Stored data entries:
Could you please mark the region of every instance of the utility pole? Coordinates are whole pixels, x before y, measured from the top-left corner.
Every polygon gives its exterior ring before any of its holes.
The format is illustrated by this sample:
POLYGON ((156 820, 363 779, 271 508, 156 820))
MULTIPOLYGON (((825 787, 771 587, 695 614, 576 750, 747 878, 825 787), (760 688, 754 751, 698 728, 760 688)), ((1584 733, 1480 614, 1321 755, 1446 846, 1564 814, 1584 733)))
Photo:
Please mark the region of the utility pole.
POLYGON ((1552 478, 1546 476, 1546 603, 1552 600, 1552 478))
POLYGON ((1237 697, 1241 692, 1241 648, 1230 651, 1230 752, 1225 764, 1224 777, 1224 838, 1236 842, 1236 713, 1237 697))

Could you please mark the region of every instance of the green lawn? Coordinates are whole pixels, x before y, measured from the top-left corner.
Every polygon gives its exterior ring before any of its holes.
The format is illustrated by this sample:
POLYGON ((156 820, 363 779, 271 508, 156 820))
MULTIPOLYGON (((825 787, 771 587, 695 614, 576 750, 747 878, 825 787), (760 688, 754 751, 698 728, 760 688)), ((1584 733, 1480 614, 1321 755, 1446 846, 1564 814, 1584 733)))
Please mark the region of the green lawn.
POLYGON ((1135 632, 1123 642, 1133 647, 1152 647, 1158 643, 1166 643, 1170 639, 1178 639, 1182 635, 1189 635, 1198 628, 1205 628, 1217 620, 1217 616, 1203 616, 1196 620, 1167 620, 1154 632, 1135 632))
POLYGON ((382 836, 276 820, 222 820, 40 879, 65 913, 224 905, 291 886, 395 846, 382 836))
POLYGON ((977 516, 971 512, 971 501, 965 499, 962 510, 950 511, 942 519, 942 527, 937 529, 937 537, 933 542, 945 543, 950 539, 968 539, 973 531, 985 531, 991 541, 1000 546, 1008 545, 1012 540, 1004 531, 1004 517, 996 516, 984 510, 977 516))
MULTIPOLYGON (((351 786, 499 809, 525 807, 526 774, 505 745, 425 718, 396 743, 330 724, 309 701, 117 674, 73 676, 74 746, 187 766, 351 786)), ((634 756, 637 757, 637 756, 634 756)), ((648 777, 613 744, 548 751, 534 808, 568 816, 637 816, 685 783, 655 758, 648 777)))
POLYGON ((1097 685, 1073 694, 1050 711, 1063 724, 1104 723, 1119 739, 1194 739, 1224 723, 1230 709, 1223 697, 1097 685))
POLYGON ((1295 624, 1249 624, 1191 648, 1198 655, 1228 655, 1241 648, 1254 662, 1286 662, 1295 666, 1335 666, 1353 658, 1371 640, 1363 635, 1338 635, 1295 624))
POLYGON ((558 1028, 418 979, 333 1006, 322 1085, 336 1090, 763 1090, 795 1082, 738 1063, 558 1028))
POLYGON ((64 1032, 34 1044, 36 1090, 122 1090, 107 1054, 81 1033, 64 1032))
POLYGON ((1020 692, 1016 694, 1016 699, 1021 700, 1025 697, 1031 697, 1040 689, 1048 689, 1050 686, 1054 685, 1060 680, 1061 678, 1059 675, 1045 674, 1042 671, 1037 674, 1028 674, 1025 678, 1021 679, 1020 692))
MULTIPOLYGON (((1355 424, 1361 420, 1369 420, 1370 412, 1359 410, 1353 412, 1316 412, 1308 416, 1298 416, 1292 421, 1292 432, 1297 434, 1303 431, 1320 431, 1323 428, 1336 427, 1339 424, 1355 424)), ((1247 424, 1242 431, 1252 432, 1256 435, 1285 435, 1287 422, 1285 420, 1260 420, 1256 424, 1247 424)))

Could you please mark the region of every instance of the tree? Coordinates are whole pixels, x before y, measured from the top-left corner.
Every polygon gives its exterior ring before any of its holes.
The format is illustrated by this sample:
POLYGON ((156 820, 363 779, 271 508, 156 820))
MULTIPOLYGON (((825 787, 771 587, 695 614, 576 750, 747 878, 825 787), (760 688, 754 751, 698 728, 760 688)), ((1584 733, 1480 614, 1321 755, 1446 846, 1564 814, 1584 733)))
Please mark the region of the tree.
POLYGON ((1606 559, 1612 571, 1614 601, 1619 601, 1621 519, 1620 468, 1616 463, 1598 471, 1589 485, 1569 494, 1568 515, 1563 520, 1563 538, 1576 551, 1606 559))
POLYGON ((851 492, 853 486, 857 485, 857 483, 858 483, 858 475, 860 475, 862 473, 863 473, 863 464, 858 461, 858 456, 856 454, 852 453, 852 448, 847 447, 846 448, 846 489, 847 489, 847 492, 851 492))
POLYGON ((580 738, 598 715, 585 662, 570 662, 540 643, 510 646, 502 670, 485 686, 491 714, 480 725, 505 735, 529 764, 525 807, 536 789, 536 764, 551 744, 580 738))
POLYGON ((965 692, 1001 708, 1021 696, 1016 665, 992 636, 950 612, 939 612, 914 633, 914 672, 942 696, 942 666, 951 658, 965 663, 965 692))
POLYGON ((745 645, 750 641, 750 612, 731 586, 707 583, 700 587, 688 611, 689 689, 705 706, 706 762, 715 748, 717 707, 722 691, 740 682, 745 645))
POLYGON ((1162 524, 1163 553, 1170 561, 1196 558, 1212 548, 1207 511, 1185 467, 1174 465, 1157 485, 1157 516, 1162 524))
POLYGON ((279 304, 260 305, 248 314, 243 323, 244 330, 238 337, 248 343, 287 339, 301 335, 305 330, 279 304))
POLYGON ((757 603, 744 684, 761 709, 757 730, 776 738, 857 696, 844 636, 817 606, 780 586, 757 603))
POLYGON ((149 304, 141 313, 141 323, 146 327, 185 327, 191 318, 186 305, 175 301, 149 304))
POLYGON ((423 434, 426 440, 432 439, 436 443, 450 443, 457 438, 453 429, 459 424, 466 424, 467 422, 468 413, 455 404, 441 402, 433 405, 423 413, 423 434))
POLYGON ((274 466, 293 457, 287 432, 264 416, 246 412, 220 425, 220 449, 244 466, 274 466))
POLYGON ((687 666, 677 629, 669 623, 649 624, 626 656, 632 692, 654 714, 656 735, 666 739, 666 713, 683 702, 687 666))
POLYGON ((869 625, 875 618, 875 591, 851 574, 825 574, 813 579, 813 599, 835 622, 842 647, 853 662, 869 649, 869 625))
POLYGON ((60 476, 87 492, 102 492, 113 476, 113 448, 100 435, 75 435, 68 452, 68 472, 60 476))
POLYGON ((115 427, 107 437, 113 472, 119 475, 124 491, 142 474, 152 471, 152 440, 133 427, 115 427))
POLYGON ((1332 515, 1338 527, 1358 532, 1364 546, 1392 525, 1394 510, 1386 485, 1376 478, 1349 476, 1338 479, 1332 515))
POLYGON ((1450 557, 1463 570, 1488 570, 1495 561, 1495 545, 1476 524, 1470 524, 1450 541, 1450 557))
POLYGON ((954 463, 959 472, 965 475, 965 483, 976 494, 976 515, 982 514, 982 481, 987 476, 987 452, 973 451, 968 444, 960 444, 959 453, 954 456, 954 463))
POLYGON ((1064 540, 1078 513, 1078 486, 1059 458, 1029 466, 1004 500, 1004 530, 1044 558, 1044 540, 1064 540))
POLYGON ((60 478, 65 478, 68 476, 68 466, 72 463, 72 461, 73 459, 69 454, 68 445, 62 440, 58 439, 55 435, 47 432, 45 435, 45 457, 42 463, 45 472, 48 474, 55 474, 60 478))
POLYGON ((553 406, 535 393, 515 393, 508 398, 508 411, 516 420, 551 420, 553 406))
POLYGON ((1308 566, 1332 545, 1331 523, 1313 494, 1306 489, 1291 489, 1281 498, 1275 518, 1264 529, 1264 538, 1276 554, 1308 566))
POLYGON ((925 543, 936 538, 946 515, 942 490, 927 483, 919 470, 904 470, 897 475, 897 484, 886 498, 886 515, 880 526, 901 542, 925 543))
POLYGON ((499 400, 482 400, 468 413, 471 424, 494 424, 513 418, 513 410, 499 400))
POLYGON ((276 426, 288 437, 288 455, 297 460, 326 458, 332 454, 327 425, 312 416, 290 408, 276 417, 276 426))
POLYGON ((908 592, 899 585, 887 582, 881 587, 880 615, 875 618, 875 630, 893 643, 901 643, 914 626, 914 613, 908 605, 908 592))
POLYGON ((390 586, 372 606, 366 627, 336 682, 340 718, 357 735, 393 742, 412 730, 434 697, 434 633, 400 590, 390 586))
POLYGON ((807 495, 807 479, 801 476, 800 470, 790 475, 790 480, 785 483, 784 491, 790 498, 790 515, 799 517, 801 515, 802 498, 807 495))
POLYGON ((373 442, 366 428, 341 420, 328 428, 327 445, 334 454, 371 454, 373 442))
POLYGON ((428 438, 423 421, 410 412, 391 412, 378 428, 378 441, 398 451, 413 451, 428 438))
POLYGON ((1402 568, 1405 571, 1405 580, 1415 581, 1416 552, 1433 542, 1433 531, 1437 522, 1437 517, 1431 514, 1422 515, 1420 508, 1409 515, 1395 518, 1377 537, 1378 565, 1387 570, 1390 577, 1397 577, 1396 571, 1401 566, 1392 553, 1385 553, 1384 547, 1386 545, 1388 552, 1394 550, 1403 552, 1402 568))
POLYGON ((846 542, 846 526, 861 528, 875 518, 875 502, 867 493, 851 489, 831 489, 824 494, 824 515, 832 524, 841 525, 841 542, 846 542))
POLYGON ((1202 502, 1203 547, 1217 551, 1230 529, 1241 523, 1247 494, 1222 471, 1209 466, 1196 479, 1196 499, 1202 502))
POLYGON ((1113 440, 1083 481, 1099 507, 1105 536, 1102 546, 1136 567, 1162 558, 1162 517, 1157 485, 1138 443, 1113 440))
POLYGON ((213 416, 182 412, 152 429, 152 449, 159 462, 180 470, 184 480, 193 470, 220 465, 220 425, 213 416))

**PROBLEM REQUIREMENTS**
Your answer must be the count of lines in the data that contain "from", with no added words.

**EXPECTED OUTPUT**
3